─── 阅读材料
如果线程不是处理多条链接的答案,那什么才是呢?在Unix范例中,你可以设置socket为noblocking(非阻塞)。Unix中完成这个设置的调用如下:
fcntl(fd, F_SETFL, O_NONBLOCK);
fd是代表socket的文件描述符.一旦你设置fd(也就是socket)为非阻塞的,你在fd上进行的网络调用要么立刻完成,要么返回一个特定的错误码,告诉你“我现在没法处理,再试一遍吧”.基于此,我们的处理两条socket的程序可以这样写:
Bad Example: busy-polling all sockets
/* This will work, but the performance will be unforgivably bad. */ int i, n; char buf[1024]; for (i=0; i < n_sockets; ++i) fcntl(fd[i], F_SETFL, O_NONBLOCK); while (i_still_want_to_read()) { for (i=0; i < n_sockets; ++i) { n = recv(fd[i], buf, sizeof(buf), 0); if (n == 0) { handle_close(fd[i]); } else if (n < 0) { if (errno == EAGAIN) ; /* The kernel didn't have any data for us to read. */ else handle_error(fd[i], errno); } else { handle_input(fd[i], buf, n); } } }
现在我们使用了非阻塞socket,上述代码可以工作...但也仅限于此了。上面代码性能很差,有两点原因:一.如果两个连接上都没有数据,那么就相当于在执行一个死循环,占据了所有的cpu。二.如果你通过这种方法处理多条以上的链接,那么对每一条链接来说,都需要执行内核调用(译者注:也就是上述代码中的recv),不管链接上有没有数据.所以说我们需要的是这样一种机制来告诉内核:“一直等着,直到某条链接上有数据了就告诉我是哪条链接上来数据了”。
──────
任务目标:
对照关于非阻塞socket的材料,逐条判断以下陈述是否与其相符。每条答“是”或“否”,并一字不差地引用材料中起决定作用的文字。
1. 把socket设为非阻塞后,在它上面进行的网络调用会一直等待,直到有数据为止。
2. 如果两个连接上都没有数据,示例代码会占据所有的cpu。
3. 在示例代码中,recv返回0时会调用handle_error。
作答时只能依据这段关于非阻塞socket的材料。
─── 数据列表
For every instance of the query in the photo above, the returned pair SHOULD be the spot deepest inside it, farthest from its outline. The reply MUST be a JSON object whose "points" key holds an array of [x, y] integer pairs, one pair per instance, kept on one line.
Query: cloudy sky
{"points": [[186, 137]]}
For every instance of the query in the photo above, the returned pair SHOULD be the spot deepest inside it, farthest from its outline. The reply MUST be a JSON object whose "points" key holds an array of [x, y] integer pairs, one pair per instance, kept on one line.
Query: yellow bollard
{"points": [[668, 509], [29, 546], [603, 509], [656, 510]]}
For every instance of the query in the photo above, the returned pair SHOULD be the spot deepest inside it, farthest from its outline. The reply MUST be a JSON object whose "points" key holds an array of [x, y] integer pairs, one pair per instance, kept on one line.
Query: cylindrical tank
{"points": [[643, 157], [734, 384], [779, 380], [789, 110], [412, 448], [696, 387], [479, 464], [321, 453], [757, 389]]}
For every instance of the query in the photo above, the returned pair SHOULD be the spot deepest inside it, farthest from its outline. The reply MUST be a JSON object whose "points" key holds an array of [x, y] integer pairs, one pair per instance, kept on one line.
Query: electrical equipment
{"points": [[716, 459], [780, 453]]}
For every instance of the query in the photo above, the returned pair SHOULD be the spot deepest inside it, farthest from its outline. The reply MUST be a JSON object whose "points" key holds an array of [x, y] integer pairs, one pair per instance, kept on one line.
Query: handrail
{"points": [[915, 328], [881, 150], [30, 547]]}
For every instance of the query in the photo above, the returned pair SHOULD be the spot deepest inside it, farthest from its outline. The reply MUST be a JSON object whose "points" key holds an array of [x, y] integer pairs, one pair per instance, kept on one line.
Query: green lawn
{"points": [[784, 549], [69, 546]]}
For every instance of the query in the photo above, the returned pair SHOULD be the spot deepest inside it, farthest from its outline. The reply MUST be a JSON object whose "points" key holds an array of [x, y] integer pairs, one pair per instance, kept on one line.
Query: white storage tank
──────
参考解答:
1. 否:“你在fd上进行的网络调用要么立刻完成,要么返回一个特定的错误码”
2. 是:“如果两个连接上都没有数据,那么就相当于在执行一个死循环,占据了所有的cpu”
3. 否:“if (n == 0) { handle_close(fd[i]); }”